----- Supplied text -----
CONCLUSION

This is the first study to have examined the exits of business angels. However, the study is based on an extremely small sample and so conclusions must inevitably be tentative. The findings are, nevertheless, valuable insofar as they provide evidence on a key aspect of venture capital activity where no previous information existed. Two further limitations of the study should be borne in mind. First, we only use one simple measure of exit success. A more appropriate measure would be based on actual cumulative cash flows (although it might be difficult to obtain such data from private investors). This would also allow an analysis to be made of portfolio returns which is likely to be more relevant, as the modus operandi of venture capital investing is that a small number of very successful investments should more than offset those which lose money or break even. Second, the evidence relates to investors not investments. While it has been possible to build up a generalised picture of the investment behaviour of successful and unsuccessful investors on the basis of their overall investment activity (either all investments or current portfolio) the implicit assumption has been that the exited investments were not atypical. Deal-specific information is required in order to make further progress in understanding the investment performance and exit activity of business angels.
-----
▸ The task
According to the conclusion on business angel exits, what kind of information is required to make further progress in understanding the investment performance and exit activity of business angels?
----- Data lines -----
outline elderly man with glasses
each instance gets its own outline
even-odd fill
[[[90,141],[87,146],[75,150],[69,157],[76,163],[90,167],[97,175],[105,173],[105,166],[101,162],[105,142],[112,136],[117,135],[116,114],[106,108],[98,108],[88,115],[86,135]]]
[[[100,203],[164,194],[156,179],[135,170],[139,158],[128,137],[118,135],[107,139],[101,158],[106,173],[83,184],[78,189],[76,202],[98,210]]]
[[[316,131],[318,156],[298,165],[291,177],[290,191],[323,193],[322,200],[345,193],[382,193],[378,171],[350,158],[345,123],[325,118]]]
-----
▸ Output of the exercise
Deal-specific information is required.